EXERCISE GOAL =
Print out every record exactly as it appears.
__________
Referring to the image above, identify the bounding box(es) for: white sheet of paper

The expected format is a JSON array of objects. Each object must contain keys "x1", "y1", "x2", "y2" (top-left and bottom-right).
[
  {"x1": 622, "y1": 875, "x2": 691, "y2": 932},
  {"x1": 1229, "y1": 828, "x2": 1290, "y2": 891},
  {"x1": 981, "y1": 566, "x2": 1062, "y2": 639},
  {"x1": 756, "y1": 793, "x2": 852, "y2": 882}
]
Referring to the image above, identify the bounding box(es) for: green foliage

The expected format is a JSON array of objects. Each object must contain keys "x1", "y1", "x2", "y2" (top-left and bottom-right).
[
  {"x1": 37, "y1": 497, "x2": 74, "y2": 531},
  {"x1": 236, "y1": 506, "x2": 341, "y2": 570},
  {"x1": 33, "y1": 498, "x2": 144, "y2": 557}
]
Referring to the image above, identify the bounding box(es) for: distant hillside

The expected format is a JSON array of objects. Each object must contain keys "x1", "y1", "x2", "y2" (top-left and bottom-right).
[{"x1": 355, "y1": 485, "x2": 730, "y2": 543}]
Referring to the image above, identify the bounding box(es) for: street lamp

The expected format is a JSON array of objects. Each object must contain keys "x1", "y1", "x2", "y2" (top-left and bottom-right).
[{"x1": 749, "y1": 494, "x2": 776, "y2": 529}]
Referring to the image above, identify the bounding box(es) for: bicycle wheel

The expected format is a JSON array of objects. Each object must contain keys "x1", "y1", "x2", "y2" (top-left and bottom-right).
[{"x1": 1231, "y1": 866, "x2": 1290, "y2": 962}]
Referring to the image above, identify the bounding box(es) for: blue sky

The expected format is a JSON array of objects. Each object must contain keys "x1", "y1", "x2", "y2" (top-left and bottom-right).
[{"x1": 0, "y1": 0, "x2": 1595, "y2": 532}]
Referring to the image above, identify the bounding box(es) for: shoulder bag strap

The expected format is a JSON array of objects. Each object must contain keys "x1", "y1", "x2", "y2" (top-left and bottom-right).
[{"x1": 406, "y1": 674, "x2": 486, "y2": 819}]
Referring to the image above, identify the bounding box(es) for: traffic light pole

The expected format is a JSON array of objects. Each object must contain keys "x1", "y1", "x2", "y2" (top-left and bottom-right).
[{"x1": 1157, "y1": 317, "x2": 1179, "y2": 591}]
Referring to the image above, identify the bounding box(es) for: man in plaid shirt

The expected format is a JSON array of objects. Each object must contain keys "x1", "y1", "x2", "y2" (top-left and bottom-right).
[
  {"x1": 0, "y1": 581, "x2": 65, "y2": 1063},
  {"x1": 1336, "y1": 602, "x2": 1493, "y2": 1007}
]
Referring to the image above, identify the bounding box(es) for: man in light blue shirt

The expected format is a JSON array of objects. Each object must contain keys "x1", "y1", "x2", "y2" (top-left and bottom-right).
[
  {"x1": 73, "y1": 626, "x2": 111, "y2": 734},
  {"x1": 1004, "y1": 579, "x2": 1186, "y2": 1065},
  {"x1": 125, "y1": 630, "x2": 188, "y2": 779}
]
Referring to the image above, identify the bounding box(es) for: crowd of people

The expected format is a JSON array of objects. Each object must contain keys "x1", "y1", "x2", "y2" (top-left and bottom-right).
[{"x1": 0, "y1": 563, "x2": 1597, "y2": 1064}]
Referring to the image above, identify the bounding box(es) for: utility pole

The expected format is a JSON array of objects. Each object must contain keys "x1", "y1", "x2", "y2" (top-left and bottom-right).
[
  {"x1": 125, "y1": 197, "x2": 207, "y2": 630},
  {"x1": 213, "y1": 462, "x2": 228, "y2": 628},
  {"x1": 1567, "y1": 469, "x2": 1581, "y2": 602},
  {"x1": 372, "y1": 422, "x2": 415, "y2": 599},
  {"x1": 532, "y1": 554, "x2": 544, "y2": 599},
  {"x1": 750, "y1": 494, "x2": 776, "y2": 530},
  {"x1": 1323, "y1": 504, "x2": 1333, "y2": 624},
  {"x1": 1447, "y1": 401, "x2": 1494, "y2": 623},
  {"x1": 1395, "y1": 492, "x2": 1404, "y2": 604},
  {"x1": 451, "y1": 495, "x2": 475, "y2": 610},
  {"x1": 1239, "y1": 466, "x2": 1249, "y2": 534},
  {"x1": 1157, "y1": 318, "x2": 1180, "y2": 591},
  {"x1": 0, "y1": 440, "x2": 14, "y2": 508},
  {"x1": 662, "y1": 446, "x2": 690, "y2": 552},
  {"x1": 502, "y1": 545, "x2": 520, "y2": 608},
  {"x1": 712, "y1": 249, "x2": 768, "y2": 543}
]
__________
YOUR RESPONSE =
Referring to the image above, identify the bounding box(es) for: white sheet of paper

The expected format is a JSON array of objects. Each object must contain keys "x1", "y1", "x2", "y2" (top-left and bottom-right).
[
  {"x1": 622, "y1": 875, "x2": 691, "y2": 932},
  {"x1": 1229, "y1": 828, "x2": 1290, "y2": 891},
  {"x1": 981, "y1": 566, "x2": 1062, "y2": 639},
  {"x1": 756, "y1": 793, "x2": 852, "y2": 882}
]
Referring to the image above, identify the bounding box(es) for: green foliage

The expected format is a JSON array of objects. Each object must contain keys "x1", "y1", "x2", "y2" (top-left and bottom-right).
[
  {"x1": 37, "y1": 497, "x2": 74, "y2": 531},
  {"x1": 236, "y1": 506, "x2": 341, "y2": 570},
  {"x1": 33, "y1": 498, "x2": 144, "y2": 557}
]
Referring to the image above, identify the bounding box(es) for: distant hillside

The expected format is a JSON array of objects. Each object must contain keys "x1", "y1", "x2", "y2" (top-left and bottom-right).
[{"x1": 355, "y1": 485, "x2": 730, "y2": 543}]
Referring to the image above, identify the bounding box(es) for: street lamp

The expected format is a JSON array of objects. Each object must contain keys "x1", "y1", "x2", "y2" (top-left and bottom-right).
[{"x1": 749, "y1": 494, "x2": 776, "y2": 529}]
Referring to the image above, identify the bounding box(es) for: bicycle wheel

The expected format is a JSON array of objects. Each object must contain keys "x1", "y1", "x2", "y2" (top-left and bottom-right).
[{"x1": 1231, "y1": 866, "x2": 1290, "y2": 962}]
Referring to the image above, identify the bounding box(es) for: blue sky

The expected format is a JSON array of objects. Each object must contain keys "x1", "y1", "x2", "y2" (top-left and bottom-right).
[{"x1": 0, "y1": 0, "x2": 1595, "y2": 532}]
Referring to the image above, identify the bounding box(es) for: shoulder bag strap

The expected format is a JSON array of objects. Each object must contain keys "x1", "y1", "x2", "y2" (top-left and bottom-right).
[{"x1": 406, "y1": 674, "x2": 486, "y2": 819}]
Referring to the image above, identify the bounding box(es) for: traffic light pole

The expected format is a JSON array of objects. Each object must contain keys "x1", "y1", "x2", "y2" (top-left and bottom-right).
[{"x1": 1157, "y1": 317, "x2": 1179, "y2": 591}]
Referring to the image above, identify the bounding box(es) for: man in plaid shirt

The expected format is a JSON array of objects. Each object must contain keys "x1", "y1", "x2", "y2" (top-left and bottom-right).
[
  {"x1": 0, "y1": 581, "x2": 65, "y2": 1063},
  {"x1": 1336, "y1": 602, "x2": 1493, "y2": 1007}
]
Referring to the image above, identify the bounding box(es) for: man in light blue shirt

The expected format is a JSON array of objects. Each object must contain keys "x1", "y1", "x2", "y2" (top-left and bottom-right).
[
  {"x1": 73, "y1": 626, "x2": 111, "y2": 734},
  {"x1": 1004, "y1": 579, "x2": 1186, "y2": 1065},
  {"x1": 125, "y1": 630, "x2": 188, "y2": 779}
]
Referring to the image above, identify the bounding box(es) for: crowd of people

The expected format is a JSON array of objects. Each object must contain keys "x1", "y1", "x2", "y2" (top-left and bottom-right).
[{"x1": 0, "y1": 563, "x2": 1597, "y2": 1064}]
Referring to the image above, identify the bounding box(es) for: utility pole

The expected format is a JSON array of objects. Each object must contain keys "x1", "y1", "x2", "y2" (top-left and bottom-right).
[
  {"x1": 125, "y1": 197, "x2": 207, "y2": 630},
  {"x1": 213, "y1": 462, "x2": 228, "y2": 628},
  {"x1": 1567, "y1": 469, "x2": 1581, "y2": 602},
  {"x1": 372, "y1": 422, "x2": 415, "y2": 599},
  {"x1": 532, "y1": 554, "x2": 544, "y2": 599},
  {"x1": 750, "y1": 494, "x2": 776, "y2": 530},
  {"x1": 1323, "y1": 504, "x2": 1333, "y2": 624},
  {"x1": 1447, "y1": 401, "x2": 1494, "y2": 623},
  {"x1": 1395, "y1": 492, "x2": 1404, "y2": 604},
  {"x1": 451, "y1": 495, "x2": 475, "y2": 610},
  {"x1": 1239, "y1": 466, "x2": 1249, "y2": 534},
  {"x1": 1157, "y1": 318, "x2": 1180, "y2": 591},
  {"x1": 0, "y1": 440, "x2": 14, "y2": 508},
  {"x1": 662, "y1": 446, "x2": 690, "y2": 552},
  {"x1": 502, "y1": 545, "x2": 520, "y2": 608},
  {"x1": 712, "y1": 249, "x2": 768, "y2": 543}
]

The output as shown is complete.